» **Written exercise**
From the material below, extract word for word the lines that run from the one containing "I'm told the hand" through the one containing "I'm told the beige", both included, and nothing else.

» **Input**
▬▬▬▬▬▬▬▬▬▬
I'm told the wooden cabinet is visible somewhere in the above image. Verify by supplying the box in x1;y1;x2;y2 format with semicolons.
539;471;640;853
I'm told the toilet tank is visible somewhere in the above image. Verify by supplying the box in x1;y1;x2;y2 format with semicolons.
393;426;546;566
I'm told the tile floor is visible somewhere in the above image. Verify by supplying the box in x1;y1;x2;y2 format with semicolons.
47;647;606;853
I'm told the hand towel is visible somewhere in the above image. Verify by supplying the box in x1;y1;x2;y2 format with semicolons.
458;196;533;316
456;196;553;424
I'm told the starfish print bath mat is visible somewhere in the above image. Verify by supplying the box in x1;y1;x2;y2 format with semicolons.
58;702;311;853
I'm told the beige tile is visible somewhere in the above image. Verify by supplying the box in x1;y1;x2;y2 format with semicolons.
▬▬▬▬▬▬▬▬▬▬
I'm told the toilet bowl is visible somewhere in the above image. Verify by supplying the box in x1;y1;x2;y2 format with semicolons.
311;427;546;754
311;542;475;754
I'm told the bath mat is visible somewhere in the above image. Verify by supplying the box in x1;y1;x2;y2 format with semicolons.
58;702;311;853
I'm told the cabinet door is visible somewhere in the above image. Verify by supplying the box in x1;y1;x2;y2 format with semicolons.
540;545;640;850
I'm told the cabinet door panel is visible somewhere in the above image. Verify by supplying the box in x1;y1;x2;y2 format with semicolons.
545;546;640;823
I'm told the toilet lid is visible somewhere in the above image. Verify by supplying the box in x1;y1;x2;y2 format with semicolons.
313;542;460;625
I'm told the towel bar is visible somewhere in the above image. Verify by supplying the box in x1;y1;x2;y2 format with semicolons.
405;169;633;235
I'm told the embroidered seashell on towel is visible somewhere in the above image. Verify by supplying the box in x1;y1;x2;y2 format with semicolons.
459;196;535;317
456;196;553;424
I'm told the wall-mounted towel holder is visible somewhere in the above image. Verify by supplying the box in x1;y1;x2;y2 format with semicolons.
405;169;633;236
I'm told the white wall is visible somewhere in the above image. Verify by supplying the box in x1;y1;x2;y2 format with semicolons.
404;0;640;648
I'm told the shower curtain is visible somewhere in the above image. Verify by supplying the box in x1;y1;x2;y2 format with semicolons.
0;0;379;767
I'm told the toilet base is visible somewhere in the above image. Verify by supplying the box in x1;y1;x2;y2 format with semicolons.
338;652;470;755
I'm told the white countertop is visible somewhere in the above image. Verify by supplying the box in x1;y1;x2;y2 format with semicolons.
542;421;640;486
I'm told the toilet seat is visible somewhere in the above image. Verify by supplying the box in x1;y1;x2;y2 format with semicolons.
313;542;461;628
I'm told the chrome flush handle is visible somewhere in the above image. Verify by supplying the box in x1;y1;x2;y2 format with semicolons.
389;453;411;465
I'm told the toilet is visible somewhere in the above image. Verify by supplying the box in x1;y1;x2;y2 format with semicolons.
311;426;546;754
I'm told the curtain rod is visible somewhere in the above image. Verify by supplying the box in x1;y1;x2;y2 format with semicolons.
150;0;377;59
▬▬▬▬▬▬▬▬▬▬
» **Response below**
I'm told the hand towel is visible somewhere in the above image. Verify by supplying the box in x1;y1;x2;y2 format with semicolons.
458;196;533;316
456;196;553;424
I'm told the starfish print bath mat is visible somewhere in the above image. Verify by supplying the box in x1;y1;x2;y2 format with semicolons.
58;702;311;853
I'm told the beige tile is visible somewhere in the above image. Verify by supplying the box in x1;y1;x2;y2 format with semicolons.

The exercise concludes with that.